- Supplied text -
━━━━━━━━

I was pushing a cart down the aisles at Kroger the other night, picking things up, reading the ingredients, and putting them back on the shelf. Everything seems to have either too many preservatives or too much sodium or too many calories or something that makes me feel like I'm poisoning myself or the environment. Because I scrutinize everything I put in the basket, shopping becomes stressful. A few weeks ago Kyle and I were standing in the refrigerated section, vacillating between a commercial chicken for $1.99/lb. or a free-range organic chicken for more than twice that. After a difficult debate between our conscience and our wallet, we put them both down and bought dried beans for the week's protein.
And take coffee creamer. I luuuuuuuv that stuff. But now when I see it in the refrigerated section of the grocery store, I think, "Oh God, those artificial flavors and colors are going to give me cancer and ruin my health for good." So I have to content myself with boring old milk.

━━━━━━━━

- Entries supplied -
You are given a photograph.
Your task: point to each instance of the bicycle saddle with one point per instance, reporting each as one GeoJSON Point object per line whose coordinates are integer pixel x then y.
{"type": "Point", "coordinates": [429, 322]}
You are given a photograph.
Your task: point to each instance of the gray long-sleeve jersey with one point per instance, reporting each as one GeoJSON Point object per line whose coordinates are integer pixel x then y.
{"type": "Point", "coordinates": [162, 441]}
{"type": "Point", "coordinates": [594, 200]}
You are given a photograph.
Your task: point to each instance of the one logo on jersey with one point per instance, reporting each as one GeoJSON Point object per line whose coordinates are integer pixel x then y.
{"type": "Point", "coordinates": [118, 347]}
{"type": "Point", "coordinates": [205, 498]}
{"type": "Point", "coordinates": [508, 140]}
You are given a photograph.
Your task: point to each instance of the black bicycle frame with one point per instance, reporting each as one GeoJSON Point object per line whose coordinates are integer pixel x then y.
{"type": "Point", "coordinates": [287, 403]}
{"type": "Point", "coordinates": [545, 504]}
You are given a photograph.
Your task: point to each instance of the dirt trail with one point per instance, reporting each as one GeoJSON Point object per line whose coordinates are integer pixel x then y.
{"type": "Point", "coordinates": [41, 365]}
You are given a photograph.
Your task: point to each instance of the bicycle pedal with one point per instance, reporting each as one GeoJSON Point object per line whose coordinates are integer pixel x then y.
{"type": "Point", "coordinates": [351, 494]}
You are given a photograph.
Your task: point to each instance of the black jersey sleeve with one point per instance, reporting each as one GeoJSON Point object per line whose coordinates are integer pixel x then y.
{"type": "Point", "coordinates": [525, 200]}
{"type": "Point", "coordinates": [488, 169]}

━━━━━━━━

- Brief -
Rewrite the stretch of the grocery-shopping text from "I was pushing" through "the week's protein.", swapping "dried beans" for "lentils".

- Result of this exercise -
I was pushing a cart down the aisles at Kroger the other night, picking things up, reading the ingredients, and putting them back on the shelf. Everything seems to have either too many preservatives or too much sodium or too many calories or something that makes me feel like I'm poisoning myself or the environment. Because I scrutinize everything I put in the basket, shopping becomes stressful. A few weeks ago Kyle and I were standing in the refrigerated section, vacillating between a commercial chicken for $1.99/lb. or a free-range organic chicken for more than twice that. After a difficult debate between our conscience and our wallet, we put them both down and bought lentils for the week's protein.